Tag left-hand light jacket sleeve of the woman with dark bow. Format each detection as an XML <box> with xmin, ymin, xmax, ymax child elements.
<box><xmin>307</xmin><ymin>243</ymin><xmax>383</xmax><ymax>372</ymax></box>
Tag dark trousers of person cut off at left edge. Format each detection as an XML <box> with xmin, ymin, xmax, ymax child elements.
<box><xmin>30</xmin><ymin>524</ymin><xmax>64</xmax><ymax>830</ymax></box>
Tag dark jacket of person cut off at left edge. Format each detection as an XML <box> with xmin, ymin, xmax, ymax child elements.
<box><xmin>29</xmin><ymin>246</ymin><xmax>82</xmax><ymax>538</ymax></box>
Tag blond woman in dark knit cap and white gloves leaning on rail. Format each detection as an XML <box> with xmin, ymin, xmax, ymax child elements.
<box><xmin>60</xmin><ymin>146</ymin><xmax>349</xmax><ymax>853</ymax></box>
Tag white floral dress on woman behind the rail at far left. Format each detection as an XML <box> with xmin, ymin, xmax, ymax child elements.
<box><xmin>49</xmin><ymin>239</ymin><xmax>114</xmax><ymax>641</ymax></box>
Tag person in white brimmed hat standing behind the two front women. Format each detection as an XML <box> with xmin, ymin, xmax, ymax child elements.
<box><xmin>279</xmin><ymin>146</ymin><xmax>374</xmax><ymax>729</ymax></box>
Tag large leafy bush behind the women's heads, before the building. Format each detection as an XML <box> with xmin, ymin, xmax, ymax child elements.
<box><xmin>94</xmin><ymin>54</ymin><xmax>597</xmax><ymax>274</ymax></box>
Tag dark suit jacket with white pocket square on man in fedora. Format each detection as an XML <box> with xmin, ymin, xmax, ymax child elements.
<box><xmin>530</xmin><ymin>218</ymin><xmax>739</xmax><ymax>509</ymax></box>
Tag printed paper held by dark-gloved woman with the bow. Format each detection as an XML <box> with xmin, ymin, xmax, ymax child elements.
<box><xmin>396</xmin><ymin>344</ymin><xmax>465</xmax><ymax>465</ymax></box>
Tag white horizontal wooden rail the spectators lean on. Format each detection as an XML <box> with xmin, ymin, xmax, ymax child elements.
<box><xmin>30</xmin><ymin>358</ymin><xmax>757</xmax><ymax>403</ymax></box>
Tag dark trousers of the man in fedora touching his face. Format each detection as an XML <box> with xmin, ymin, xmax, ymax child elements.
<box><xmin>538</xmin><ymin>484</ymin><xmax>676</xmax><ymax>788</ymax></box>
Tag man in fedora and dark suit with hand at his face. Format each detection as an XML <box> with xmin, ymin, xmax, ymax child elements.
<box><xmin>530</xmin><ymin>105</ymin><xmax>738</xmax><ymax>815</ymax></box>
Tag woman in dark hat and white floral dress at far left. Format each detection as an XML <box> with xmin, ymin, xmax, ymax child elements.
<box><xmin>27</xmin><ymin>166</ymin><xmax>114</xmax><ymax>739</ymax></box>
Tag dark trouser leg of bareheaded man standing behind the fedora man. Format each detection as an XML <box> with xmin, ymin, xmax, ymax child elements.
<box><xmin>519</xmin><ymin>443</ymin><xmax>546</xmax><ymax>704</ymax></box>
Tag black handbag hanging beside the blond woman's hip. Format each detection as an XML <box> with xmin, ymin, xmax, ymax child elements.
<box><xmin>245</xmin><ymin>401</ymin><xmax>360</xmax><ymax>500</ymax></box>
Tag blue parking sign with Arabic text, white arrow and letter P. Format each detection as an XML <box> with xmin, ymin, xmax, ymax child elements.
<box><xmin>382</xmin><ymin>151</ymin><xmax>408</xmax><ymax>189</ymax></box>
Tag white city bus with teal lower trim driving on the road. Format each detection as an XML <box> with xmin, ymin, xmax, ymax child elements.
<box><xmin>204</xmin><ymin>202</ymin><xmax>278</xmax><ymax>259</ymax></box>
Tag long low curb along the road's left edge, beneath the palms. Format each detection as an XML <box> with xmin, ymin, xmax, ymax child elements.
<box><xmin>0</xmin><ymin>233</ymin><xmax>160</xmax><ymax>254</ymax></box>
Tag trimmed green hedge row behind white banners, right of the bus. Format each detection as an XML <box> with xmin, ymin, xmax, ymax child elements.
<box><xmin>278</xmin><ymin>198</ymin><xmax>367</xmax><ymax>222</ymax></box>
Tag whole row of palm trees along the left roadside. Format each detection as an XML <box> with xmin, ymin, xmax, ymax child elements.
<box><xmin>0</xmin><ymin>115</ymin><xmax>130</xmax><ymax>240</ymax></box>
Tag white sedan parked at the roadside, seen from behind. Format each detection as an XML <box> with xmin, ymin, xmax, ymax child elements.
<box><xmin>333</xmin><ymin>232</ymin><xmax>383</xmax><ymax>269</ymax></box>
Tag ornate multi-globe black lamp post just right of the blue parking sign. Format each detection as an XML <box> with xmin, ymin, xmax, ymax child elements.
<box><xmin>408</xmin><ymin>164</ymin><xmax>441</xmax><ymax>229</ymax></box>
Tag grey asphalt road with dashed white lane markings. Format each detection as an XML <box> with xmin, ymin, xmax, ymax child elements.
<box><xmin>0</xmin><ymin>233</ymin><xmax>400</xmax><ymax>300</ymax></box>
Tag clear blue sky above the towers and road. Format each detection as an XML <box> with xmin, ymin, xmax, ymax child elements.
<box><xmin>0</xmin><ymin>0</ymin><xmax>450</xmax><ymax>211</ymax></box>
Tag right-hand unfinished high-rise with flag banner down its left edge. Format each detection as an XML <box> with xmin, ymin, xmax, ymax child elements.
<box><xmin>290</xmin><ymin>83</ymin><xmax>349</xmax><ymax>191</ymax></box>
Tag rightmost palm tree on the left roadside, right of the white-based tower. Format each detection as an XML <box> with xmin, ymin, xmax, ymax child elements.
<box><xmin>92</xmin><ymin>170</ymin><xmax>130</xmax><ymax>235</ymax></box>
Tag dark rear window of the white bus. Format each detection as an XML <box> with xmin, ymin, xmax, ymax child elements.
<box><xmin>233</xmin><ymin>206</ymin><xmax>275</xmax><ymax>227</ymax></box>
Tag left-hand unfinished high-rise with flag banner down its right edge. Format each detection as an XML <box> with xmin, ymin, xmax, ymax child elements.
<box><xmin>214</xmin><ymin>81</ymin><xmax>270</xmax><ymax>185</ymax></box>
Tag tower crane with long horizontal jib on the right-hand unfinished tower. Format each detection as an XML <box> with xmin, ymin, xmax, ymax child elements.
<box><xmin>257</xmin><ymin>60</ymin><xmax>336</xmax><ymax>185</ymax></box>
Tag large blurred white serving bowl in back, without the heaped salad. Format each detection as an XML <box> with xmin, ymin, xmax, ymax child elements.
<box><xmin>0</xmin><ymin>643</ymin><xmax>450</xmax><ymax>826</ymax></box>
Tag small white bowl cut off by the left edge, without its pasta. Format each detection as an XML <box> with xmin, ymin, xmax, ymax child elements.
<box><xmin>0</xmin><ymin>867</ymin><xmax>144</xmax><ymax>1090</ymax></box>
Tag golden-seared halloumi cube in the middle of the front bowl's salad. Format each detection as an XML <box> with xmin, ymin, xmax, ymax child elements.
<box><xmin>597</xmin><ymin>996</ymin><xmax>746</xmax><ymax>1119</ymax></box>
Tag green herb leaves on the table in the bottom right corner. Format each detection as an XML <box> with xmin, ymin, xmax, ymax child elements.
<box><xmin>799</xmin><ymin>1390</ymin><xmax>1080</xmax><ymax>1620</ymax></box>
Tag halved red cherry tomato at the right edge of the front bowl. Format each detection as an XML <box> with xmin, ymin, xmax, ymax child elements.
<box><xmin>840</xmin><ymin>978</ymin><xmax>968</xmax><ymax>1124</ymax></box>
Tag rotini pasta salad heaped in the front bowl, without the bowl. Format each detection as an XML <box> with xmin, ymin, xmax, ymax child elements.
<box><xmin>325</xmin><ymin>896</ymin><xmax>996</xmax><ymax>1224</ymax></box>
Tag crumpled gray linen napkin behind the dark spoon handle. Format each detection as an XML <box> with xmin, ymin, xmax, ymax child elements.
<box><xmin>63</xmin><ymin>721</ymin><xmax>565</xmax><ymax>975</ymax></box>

Task objective
In the answer, please give only the lines from the line containing "Tag halved red" through the final line of the data, copied exactly.

Expected output
Tag halved red cherry tomato at the right edge of the front bowl. Format each detection as an XML <box> with xmin, ymin, xmax, ymax child elements.
<box><xmin>840</xmin><ymin>978</ymin><xmax>968</xmax><ymax>1124</ymax></box>
Tag rotini pasta salad heaped in the front bowl, without the bowl. Format each detection as an XML <box> with xmin, ymin, xmax, ymax child elements.
<box><xmin>325</xmin><ymin>896</ymin><xmax>996</xmax><ymax>1224</ymax></box>
Tag crumpled gray linen napkin behind the dark spoon handle. Format each detection as an XML <box> with xmin, ymin, xmax, ymax child elements.
<box><xmin>63</xmin><ymin>721</ymin><xmax>565</xmax><ymax>975</ymax></box>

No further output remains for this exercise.